▶ [Stated exercise] Repeat the lines below word for word, leaving the pictures out.

◆ ◆ ◆ ◆ ◆ ◆ ◆

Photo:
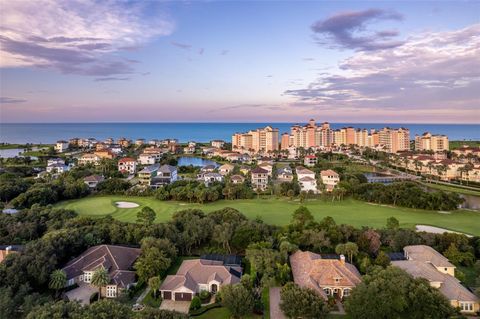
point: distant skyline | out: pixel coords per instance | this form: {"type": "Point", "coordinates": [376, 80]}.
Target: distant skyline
{"type": "Point", "coordinates": [239, 61]}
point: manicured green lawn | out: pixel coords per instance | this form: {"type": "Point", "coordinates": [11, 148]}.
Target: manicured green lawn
{"type": "Point", "coordinates": [279, 211]}
{"type": "Point", "coordinates": [454, 189]}
{"type": "Point", "coordinates": [222, 313]}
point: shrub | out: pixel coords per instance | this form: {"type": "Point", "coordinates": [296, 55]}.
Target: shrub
{"type": "Point", "coordinates": [204, 296]}
{"type": "Point", "coordinates": [196, 303]}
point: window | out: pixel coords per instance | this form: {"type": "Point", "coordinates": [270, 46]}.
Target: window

◆ ◆ ◆ ◆ ◆ ◆ ◆

▶ [Exercise output]
Photo:
point: distant skyline | out: pixel coords per instance | this form: {"type": "Point", "coordinates": [376, 80]}.
Target: distant skyline
{"type": "Point", "coordinates": [239, 61]}
point: manicured green lawn | out: pixel coords per instance | this form: {"type": "Point", "coordinates": [11, 148]}.
Target: manicured green lawn
{"type": "Point", "coordinates": [279, 211]}
{"type": "Point", "coordinates": [454, 189]}
{"type": "Point", "coordinates": [222, 313]}
point: shrub | out: pixel coords per instance | this form: {"type": "Point", "coordinates": [296, 55]}.
Target: shrub
{"type": "Point", "coordinates": [204, 296]}
{"type": "Point", "coordinates": [196, 303]}
point: window | out: pixel coords per instance | this form: {"type": "Point", "coordinates": [270, 46]}.
Target: window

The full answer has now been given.